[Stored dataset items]

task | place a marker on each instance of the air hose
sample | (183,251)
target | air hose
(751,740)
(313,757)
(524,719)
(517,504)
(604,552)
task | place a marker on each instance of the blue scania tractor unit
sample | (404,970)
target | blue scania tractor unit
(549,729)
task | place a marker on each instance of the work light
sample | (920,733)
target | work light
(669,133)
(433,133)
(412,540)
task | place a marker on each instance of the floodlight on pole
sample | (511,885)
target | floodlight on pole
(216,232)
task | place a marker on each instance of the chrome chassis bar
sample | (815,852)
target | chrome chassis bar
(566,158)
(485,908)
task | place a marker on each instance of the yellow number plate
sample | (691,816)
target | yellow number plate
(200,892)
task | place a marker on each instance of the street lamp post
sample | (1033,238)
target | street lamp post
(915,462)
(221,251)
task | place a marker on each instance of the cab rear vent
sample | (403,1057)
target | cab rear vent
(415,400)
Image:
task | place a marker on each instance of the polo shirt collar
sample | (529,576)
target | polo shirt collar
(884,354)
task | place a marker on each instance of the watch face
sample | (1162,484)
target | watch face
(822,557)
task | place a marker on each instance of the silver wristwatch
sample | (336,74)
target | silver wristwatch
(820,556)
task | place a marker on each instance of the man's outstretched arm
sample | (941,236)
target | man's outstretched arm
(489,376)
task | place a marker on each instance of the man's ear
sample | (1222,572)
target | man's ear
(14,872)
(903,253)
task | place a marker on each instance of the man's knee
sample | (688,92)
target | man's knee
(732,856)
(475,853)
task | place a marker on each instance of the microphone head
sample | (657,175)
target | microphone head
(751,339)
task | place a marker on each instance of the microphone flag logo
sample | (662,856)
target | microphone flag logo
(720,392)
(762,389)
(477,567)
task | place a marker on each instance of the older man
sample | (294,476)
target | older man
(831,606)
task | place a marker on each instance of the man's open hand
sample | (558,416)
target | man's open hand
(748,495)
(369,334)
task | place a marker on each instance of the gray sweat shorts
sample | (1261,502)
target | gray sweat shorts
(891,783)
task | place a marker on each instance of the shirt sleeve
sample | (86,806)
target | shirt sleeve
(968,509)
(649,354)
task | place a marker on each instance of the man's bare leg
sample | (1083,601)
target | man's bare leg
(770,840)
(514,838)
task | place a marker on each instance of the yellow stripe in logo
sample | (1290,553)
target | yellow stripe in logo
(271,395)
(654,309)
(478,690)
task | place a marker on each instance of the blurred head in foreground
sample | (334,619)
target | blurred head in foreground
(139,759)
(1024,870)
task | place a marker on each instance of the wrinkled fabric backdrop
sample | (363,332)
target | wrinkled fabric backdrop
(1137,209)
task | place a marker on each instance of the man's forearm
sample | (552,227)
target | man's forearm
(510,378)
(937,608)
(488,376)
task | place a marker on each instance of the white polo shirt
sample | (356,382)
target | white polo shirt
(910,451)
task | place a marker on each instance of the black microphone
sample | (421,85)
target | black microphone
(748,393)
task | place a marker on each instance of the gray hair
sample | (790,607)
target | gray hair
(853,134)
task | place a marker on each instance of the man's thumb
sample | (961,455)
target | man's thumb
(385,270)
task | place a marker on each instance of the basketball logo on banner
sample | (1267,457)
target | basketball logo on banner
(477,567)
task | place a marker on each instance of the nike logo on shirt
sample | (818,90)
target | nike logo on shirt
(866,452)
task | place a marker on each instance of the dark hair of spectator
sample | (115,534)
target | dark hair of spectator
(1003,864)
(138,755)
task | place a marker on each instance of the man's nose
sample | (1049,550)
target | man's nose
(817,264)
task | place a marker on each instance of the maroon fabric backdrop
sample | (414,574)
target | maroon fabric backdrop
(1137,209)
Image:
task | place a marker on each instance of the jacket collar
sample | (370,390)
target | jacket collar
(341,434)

▸ **The problem**:
Copy these lines out again without any changes, covering all of the data.

▸ **Correct response**:
task | place a marker on each instance of the air hose
sample | (183,251)
target | air hose
(751,740)
(313,757)
(524,719)
(517,504)
(604,552)
task | place a marker on each instance of the blue scania tractor unit
sample | (404,970)
target | blue scania tractor unit
(549,729)
task | place a marker on each instance of the work light
sample | (920,733)
target | work light
(669,133)
(433,133)
(412,540)
task | place a marker on each instance of the floodlight on pole
sample | (511,885)
target | floodlight on pole
(216,232)
task | place a marker on each instance of the chrome chassis bar
sample | (815,852)
target | chrome chassis bar
(566,158)
(485,908)
task | place a marker on each instance of the yellow number plate
sample | (691,816)
target | yellow number plate
(200,892)
task | place a marker on each instance of the street lamp post
sample | (1033,238)
target | street lamp post
(915,462)
(221,251)
task | place a marker on each instance of the cab rear vent
sample | (403,1057)
target | cab rear vent
(415,400)
Image:
task | place a marker on each instance of the polo shirt collar
sample | (529,576)
target | polo shirt collar
(884,354)
task | place a marker on each instance of the watch face
sample | (1162,484)
target | watch face
(822,557)
task | place a marker on each instance of the silver wristwatch
sample | (336,74)
target | silver wristwatch
(820,556)
task | place a marker on each instance of the man's outstretched arm
sample | (941,236)
target | man's outstretched arm
(489,376)
task | place a marker on each instance of the man's ear
sample | (1222,572)
target | man's ear
(14,872)
(903,253)
task | place a marker on each instance of the man's knee
sample | (688,92)
target | man's knee
(732,856)
(475,853)
task | place a marker on each instance of the microphone head
sample | (657,175)
target | microphone head
(751,339)
task | place a marker on each instance of the microphone flag logo
sample | (662,856)
target | microphone flag logo
(720,392)
(762,389)
(477,567)
task | place a marker on each instance of the older man
sample | (294,476)
target | older man
(831,606)
task | place a marker on each instance of the man's open hand
sample | (558,416)
target | man's open hand
(748,495)
(369,334)
task | place a marker on each instance of the gray sweat shorts
sample | (1261,502)
target | gray sweat shorts
(891,783)
task | place a marker on each instance of the shirt sleeve
sample | (86,806)
target | shirt sleeve
(968,509)
(649,354)
task | place a marker on each instance of the man's bare leg
sample | (1083,601)
target | man's bare leg
(770,840)
(514,838)
task | place a marker on each instance of the yellow stripe in logo
sample | (1290,553)
target | yellow stripe in logo
(271,395)
(654,309)
(478,690)
task | place a marker on each instance of the blurred head in foreground
sample | (334,619)
target | blurred head in foreground
(139,759)
(1024,870)
task | place a marker on each instance of the wrinkled fabric backdrop
sample | (363,332)
target | wrinkled fabric backdrop
(1137,209)
task | place a marker on each instance of the man's forearm
sample | (552,227)
target | man's forearm
(510,378)
(937,608)
(488,376)
task | place a marker on each instance of the white polo shirt
sample | (356,382)
target | white polo shirt
(910,451)
task | place a marker on each instance of the black microphone
sample | (421,85)
target | black microphone
(748,393)
task | place a marker on each instance of the gray hair
sample | (790,607)
target | gray hair
(853,134)
task | place a marker on each instance of the man's thumb
sample | (961,455)
target | man's thumb
(385,270)
task | place a marker on each instance of the basketball logo on banner
sample | (1267,457)
target | basketball logo on banner
(477,567)
task | place a marker on each instance of the nike logo on shirt
sample | (818,90)
target | nike logo on shirt
(866,452)
task | place a marker on each instance of the dark hair of spectator
sample | (115,534)
target | dark hair of spectator
(1003,864)
(138,755)
task | place a marker on each instance of the man's nose
sample | (1049,550)
target | man's nose
(817,264)
task | place a marker on each instance of the maroon fabric backdrop
sample | (414,574)
target | maroon fabric backdrop
(1137,209)
Image:
task | place a marker on each instance of the jacket collar
sample | (370,390)
target | jacket collar
(341,434)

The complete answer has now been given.